*Por Márcia Tolotti
Não é de hoje que o ser humano foi se transformando em um sujeito atópico, com dificuldade de encontrar seu lugar e com uma sensação de inconsistência. A pandemia exacerbou os sentimentos de insegurança individuais e coletivos, demonstrando ainda a tendência ao individualismo, que sempre existiu e vem se tornando um mal ainda maior no século XXI. As pessoas tendem a interagir digitalmente umas com as outras, sem o real calor humano. O isolamento demonstrou o quanto o contato com o outro é fundamental.
Vivemos em uma sociedade e uma cultura que nos forçam a perseguir um ideal irreal de felicidade, muitas vezes exibido nas redes sociais. Sem facilidade de dizer Não para situações de “suposto” prazer, fomos nos tornando reféns de ilusões e fantasias de felicidade plena. Em certo grau, perdemos a noção de que a vida também é feita de privações. Ainda cuidamos e hierarquizamos nossas ações em termos de Bem e Mal, mas deixamos de delegar à religião, ao trabalho, as relações sociais ou à família o papel de dar sentido à vida e acabamos privatizando esse sentido.
O que exatamente isso quer dizer? Que passamos a usar como parâmetro de certo, errado ou merecimento quase que exclusivamente nosso ponto de vista. A individualização extremada nos tornou os “únicos e infalíveis juízes” das mazelas da humanidade ou daqueles que nos rodeiam inclusive daquilo que é considerado “normal” ou “anormal”. Mas quando se trata de saúde mental, como estamos reagindo? Tendemos a pensar que normalidade está ligada a saúde e que anormalidade está ligada a doença. Não podemos esquecer que até pouco tempo atrás transtornos mentais eram vistos como demonizações.
Somente a partir do século XIX foram sendo estabelecidos os conceitos de doença e saúde mental. Se sofrimentos psíquicos ou manifestações “fora do padrão” eram vistas como pactos demoníacos, era natural haver uma exclusão dessas pessoas e como herança cultural carregamos esse estigma, ainda que mais ameno, até hoje.
Atualmente encontramos formas variadas de adoecimento emocional com nomenclaturas nem sempre unanimes, mas a partir de março de 2020 com o advento da pandemia causada pelo Covid-19, um ponto se tornou comum tanto entre profissionais da saúde mental quanto da população em geral: as pessoas estão sofrendo muito.
O distanciamento prolongado, o medo do desconhecido e da morte pelo vírus e a possível perda do trabalho tiveram como consequência o aumento expressivo de doenças psicossomáticas. De crianças a idosos a vulnerabilidade passou a fazer parte do mundo, ninguém saiu ileso e, sem contabilizar outras doenças, somente os casos de depressão somam 11 milhões de brasileiros acometidos por esse mal, segundo a Organização Mundial da Saúde (OMS).

+ + + +

--- EXERCÍCIOS ---
**A.** Reproduza do trecho sobre saúde mental tudo o que vai de "O distanciamento prolongado, o" até "da Saúde (OMS).".
**B.** Segundo o trecho sobre saúde mental, quantos brasileiros sofrem de depressão de acordo com a OMS?
**C.** Escreva a continuação do trecho sobre saúde mental a partir do ponto em que ele termina.
Os itens a seguir são um material à parte, sem relação com o trecho sobre saúde mental.

(Dados de apontamento por expressão referencial)
+ + + +

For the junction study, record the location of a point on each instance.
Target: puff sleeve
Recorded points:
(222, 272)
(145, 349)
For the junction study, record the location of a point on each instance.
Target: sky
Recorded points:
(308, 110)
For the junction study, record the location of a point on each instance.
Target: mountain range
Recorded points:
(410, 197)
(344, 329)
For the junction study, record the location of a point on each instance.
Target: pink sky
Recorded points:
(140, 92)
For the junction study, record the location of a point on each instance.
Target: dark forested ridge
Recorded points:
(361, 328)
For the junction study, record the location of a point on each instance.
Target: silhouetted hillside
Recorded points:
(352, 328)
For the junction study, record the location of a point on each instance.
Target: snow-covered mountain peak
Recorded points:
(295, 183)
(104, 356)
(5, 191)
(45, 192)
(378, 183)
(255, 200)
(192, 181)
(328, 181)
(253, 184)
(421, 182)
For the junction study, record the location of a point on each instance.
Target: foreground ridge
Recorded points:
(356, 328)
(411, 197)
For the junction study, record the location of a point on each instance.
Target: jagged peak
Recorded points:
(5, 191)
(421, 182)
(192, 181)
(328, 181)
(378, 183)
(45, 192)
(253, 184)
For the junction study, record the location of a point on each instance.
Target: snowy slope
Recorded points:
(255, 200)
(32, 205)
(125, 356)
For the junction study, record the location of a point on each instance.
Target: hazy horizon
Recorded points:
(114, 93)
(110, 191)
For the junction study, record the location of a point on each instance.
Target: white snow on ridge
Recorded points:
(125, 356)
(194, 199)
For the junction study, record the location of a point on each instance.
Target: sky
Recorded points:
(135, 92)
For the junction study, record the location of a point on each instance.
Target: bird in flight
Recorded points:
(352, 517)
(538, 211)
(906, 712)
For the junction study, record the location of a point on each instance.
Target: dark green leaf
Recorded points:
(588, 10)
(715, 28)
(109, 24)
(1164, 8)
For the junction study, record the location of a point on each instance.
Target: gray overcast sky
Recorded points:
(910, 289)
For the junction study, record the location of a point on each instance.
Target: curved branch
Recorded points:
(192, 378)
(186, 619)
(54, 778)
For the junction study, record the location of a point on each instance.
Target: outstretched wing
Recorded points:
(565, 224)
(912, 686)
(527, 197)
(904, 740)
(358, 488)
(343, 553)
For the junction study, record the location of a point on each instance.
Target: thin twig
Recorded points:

+ + + +

--- RESPOSTAS EM ORDEM ---
**A.**
O distanciamento prolongado, o medo do desconhecido e da morte pelo vírus e a possível perda do trabalho tiveram como consequência o aumento expressivo de doenças psicossomáticas. De crianças a idosos a vulnerabilidade passou a fazer parte do mundo, ninguém saiu ileso e, sem contabilizar outras doenças, somente os casos de depressão somam 11 milhões de brasileiros acometidos por esse mal, segundo a Organização Mundial da Saúde (OMS).

**B.** 11 milhões de brasileiros.

**C.**
Mas afinal o que acontece com uma pessoa depressiva? A pessoa possui uma lógica de pensamento de que nunca vai conseguir mudar, o passado é visto de maneira negativa ou apática e o futuro não existe para ela. Além disso, se instala uma inapetência para viver, uma impossibilidade de desejar e de agir. Há um sentimento de incapacidade gerando um esgotamento e uma profunda angústia que impede a pessoa de levantar da cama e, muitas vezes, é somente pelo trabalho que ela sai de casa.
Agora se a pessoa já vivenciava um quadro depressivo e perdeu o emprego a depressão se intensifica. Sabemos que o trabalho não tem apenas a função de garantir uma remuneração financeira, ele também constrói uma autoimagem positiva pelo seu valor simbólico, garantindo uma identidade e uma subjetividade realizadora. A perda do trabalho pode “desarrumar” um sujeito.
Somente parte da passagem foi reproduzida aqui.